Written instruction
Arrange every one of the entries below into a numbered list, leaving out any blank lines.

======== Material to process

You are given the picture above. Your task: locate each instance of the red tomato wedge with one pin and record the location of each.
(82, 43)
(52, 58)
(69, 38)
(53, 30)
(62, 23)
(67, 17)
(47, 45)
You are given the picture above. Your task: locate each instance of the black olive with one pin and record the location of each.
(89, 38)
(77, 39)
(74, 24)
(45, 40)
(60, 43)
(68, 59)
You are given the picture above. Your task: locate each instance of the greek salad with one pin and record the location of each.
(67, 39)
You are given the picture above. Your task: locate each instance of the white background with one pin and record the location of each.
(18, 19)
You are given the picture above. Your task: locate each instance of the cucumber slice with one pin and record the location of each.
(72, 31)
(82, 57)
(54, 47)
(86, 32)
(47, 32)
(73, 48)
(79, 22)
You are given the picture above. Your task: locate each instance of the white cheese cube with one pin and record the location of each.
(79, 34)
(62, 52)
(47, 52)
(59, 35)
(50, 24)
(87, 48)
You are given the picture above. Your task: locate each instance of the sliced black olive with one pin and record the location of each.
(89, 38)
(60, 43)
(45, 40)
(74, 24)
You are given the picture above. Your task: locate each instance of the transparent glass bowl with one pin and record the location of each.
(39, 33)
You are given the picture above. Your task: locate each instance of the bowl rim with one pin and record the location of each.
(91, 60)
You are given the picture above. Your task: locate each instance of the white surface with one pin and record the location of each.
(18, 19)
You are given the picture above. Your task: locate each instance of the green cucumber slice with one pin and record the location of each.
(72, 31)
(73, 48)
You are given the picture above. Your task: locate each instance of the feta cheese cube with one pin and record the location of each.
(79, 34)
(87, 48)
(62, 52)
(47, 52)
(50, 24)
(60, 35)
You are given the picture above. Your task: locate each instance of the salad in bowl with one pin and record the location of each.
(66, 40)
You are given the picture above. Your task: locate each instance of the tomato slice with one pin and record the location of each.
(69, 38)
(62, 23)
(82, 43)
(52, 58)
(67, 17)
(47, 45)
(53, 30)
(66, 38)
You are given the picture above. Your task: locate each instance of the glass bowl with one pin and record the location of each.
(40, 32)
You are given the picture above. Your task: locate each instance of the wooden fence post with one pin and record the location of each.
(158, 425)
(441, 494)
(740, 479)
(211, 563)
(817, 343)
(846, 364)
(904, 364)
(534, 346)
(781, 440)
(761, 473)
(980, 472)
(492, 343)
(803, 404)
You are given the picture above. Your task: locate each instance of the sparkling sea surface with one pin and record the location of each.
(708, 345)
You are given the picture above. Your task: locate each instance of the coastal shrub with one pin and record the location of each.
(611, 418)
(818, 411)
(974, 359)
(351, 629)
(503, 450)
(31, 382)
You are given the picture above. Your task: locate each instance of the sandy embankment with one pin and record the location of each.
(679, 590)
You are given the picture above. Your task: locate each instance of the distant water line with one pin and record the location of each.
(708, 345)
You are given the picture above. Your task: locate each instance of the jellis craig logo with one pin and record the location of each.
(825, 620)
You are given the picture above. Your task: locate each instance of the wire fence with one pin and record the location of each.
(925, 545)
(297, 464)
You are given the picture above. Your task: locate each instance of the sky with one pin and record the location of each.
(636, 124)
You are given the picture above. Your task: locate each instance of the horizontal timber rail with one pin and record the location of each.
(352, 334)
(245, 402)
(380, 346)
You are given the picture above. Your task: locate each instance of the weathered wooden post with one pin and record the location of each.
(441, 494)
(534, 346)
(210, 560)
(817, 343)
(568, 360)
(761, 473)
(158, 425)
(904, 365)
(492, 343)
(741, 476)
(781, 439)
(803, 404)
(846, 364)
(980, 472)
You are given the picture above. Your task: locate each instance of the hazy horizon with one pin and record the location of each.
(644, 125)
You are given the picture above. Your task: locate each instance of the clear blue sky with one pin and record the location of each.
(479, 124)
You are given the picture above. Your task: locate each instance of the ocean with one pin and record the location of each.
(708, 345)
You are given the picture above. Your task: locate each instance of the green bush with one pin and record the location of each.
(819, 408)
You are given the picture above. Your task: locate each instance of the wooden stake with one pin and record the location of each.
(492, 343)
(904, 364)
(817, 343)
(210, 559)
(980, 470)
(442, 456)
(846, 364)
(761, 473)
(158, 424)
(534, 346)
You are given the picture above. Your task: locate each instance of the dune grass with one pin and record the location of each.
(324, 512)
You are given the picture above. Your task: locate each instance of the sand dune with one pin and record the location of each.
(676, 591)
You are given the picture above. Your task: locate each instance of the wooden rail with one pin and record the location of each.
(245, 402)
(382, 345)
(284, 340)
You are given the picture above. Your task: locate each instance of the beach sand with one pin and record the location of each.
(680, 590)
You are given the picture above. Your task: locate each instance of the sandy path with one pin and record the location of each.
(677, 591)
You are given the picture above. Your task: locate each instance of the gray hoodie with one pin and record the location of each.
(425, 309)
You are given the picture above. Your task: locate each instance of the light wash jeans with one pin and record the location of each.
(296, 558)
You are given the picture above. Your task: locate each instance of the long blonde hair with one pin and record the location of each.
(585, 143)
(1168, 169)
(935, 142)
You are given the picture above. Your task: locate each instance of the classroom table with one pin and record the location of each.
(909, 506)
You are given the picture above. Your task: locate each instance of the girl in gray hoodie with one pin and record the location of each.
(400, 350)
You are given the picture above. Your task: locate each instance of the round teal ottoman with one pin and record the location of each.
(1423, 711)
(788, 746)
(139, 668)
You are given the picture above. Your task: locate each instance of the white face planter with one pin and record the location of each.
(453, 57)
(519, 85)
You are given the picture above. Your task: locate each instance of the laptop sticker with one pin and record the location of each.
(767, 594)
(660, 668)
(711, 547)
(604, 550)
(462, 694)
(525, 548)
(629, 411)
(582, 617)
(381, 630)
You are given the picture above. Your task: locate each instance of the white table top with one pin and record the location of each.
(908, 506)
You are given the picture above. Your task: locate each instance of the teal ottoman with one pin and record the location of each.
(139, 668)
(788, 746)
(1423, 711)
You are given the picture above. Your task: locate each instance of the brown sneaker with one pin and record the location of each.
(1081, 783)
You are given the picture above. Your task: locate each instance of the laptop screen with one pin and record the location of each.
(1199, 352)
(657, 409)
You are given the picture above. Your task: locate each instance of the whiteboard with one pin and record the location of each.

================

The response
1. You are given the picture above. Your task: locate each instance of the red tomato wedge with one pin and record the location of each.
2. (82, 43)
3. (52, 58)
4. (69, 38)
5. (53, 30)
6. (62, 23)
7. (67, 17)
8. (47, 45)
9. You are given the picture above. Your task: locate each instance of the black olive with one pin and record the location of each.
10. (89, 38)
11. (77, 39)
12. (74, 24)
13. (45, 40)
14. (60, 43)
15. (68, 59)
16. You are given the picture above. Your task: locate each instance of the greek salad with one pin and record the location of each.
17. (67, 39)
18. You are given the picture above. Your task: locate each instance of the white background with one pin and record the location of each.
19. (18, 19)
20. You are given the picture above. Your task: locate each instance of the cucumber slice with one pin and record the location of each.
21. (72, 31)
22. (82, 57)
23. (54, 47)
24. (86, 32)
25. (47, 32)
26. (73, 48)
27. (79, 22)
28. You are given the picture above. Your task: locate each instance of the white cheese cube with one pin and record the location of each.
29. (79, 34)
30. (62, 52)
31. (47, 52)
32. (59, 35)
33. (50, 24)
34. (87, 48)
35. You are given the picture above. Your task: locate each instance of the sliced black olive with one pin and record the location of each.
36. (89, 38)
37. (60, 43)
38. (45, 40)
39. (74, 24)
40. You are given the picture above. Your task: locate each instance of the transparent glass bowl with one pin and record the location of each.
41. (39, 33)
42. You are given the picture above. Your task: locate each instance of the bowl rim with one pin and record the location of each.
43. (91, 60)
44. You are given the picture above. Your task: locate each instance of the white surface with one pin and record the location of each.
45. (18, 19)
46. You are given the picture above. Your task: locate each instance of the green cucumber slice with one pin and record the location of each.
47. (72, 31)
48. (73, 48)
49. You are given the picture above. Your task: locate each instance of the feta cheese cube with one pin and record the location of each.
50. (79, 34)
51. (87, 48)
52. (62, 52)
53. (47, 52)
54. (50, 24)
55. (60, 35)
56. You are given the picture above. Your task: locate each instance of the salad in bowl with one pin and record the location of each.
57. (66, 40)
58. You are given the picture above. Your task: locate each instance of the tomato slice with one pin and record the location of each.
59. (69, 38)
60. (62, 23)
61. (82, 43)
62. (52, 58)
63. (67, 17)
64. (47, 45)
65. (53, 30)
66. (66, 38)
67. You are given the picture above. Your task: locate each instance of the glass bowl with one pin and record the location of each.
68. (40, 32)
69. You are given the picture above. Your task: locate each instance of the wooden fence post with one pin and record the location of each.
70. (158, 425)
71. (441, 494)
72. (740, 479)
73. (211, 563)
74. (817, 343)
75. (846, 364)
76. (904, 364)
77. (534, 346)
78. (781, 440)
79. (761, 473)
80. (980, 472)
81. (492, 343)
82. (803, 404)
83. You are given the picture above. Your task: locate each instance of the sparkling sea surface with one pin and record the location of each.
84. (708, 345)
85. You are given the picture above. Your task: locate each instance of the coastal shrub with one pin and record the location of each.
86. (611, 418)
87. (818, 411)
88. (974, 359)
89. (351, 629)
90. (503, 450)
91. (31, 382)
92. You are given the picture above. Your task: locate each instance of the sandy embankment with one pin and record the location of each.
93. (679, 590)
94. You are given the picture above. Your task: locate each instance of the distant water line with one pin and record the location of each.
95. (708, 345)
96. You are given the picture above. Your task: locate each instance of the jellis craig logo with one pin and record the location of each.
97. (825, 620)
98. You are given the picture above. Your task: locate each instance of the wire fence with one pin and record the location of each.
99. (925, 545)
100. (297, 464)
101. You are given the picture above. Your task: locate each instance of the sky with one pin and record the location of each.
102. (636, 124)
103. You are given the picture above. Your task: locate each instance of the horizontal timber rail with one pin and record the location of each.
104. (352, 334)
105. (245, 402)
106. (380, 346)
107. You are given the picture above. Your task: locate each instance of the weathered wooden post with one pin and record the location of each.
108. (441, 494)
109. (534, 346)
110. (210, 560)
111. (817, 343)
112. (568, 360)
113. (761, 473)
114. (158, 425)
115. (904, 365)
116. (492, 343)
117. (741, 476)
118. (781, 439)
119. (803, 404)
120. (846, 364)
121. (980, 472)
122. You are given the picture above. Your task: locate each instance of the hazy horizon with one pin and record the location of each.
123. (644, 125)
124. You are given the picture above. Your task: locate each instance of the clear blue sky with one pin and record the location of each.
125. (479, 124)
126. You are given the picture above. Your task: locate each instance of the ocean with one pin and record the location of each.
127. (708, 345)
128. You are given the picture above. Your task: locate each instance of the green bush with one pin and record the location of each.
129. (819, 408)
130. You are given the picture above. Your task: locate each instance of the wooden stake with one pin and record the location of each.
131. (492, 343)
132. (904, 364)
133. (817, 343)
134. (210, 559)
135. (980, 470)
136. (442, 456)
137. (846, 364)
138. (761, 473)
139. (158, 424)
140. (534, 346)
141. You are given the picture above. Your task: locate each instance of the dune grass with one pin and record the location of each.
142. (324, 512)
143. You are given the picture above. Your task: locate each instance of the sand dune with one pin and record the location of each.
144. (676, 591)
145. You are given the picture above. Your task: locate each instance of the wooden rail with one pin and record the location of each.
146. (245, 402)
147. (382, 345)
148. (284, 340)
149. You are given the picture above. Your task: locate each instance of the beach sand with one pin and record the location of each.
150. (680, 590)
151. You are given the picture above. Your task: locate each instance of the sandy path with one pin and record the location of each.
152. (677, 591)
153. You are given the picture above. Your task: locate each instance of the gray hoodie with one pin and record the location of each.
154. (425, 309)
155. You are given the picture above. Your task: locate each instance of the light wash jeans with one pin and record the location of each.
156. (296, 558)
157. You are given the picture above. Your task: locate each instance of the long blonde hair with one pin and record the location of each.
158. (585, 143)
159. (1168, 169)
160. (935, 142)
161. You are given the picture above. Your task: locate each instance of the classroom table with one pin and record the location of each.
162. (909, 506)
163. You are given the picture above. Your task: locate each instance of the girl in gray hoodie with one pin and record the location of each.
164. (400, 350)
165. You are given the picture above. Your task: locate each instance of the round teal ottoman with one pin and record the location of each.
166. (1423, 711)
167. (788, 746)
168. (139, 668)
169. You are given the picture above. Your task: locate each instance of the white face planter with one pin and record the location of each.
170. (453, 57)
171. (519, 85)
172. You are given the picture above. Your task: locate each instance of the laptop sticker with one pin and record the location of each.
173. (767, 594)
174. (660, 668)
175. (711, 547)
176. (604, 550)
177. (462, 694)
178. (525, 548)
179. (629, 411)
180. (582, 617)
181. (381, 630)
182. You are given the picture above. Your task: locate each instance of the white table top with one pin and record the location of each.
183. (908, 506)
184. You are given the picture above. Your task: locate each instance of the teal ottoman with one pin and record the location of each.
185. (139, 668)
186. (788, 746)
187. (1423, 711)
188. You are given the picture above. Your task: locate each instance of the brown sneaker with one pin and record the location of each.
189. (1081, 783)
190. You are given the picture above. Your task: locate each instance of the laptop screen with one pin and record the location of each.
191. (1199, 352)
192. (657, 409)
193. You are given the picture above. Your task: locate each instance of the whiteboard with one pin and record the location of each.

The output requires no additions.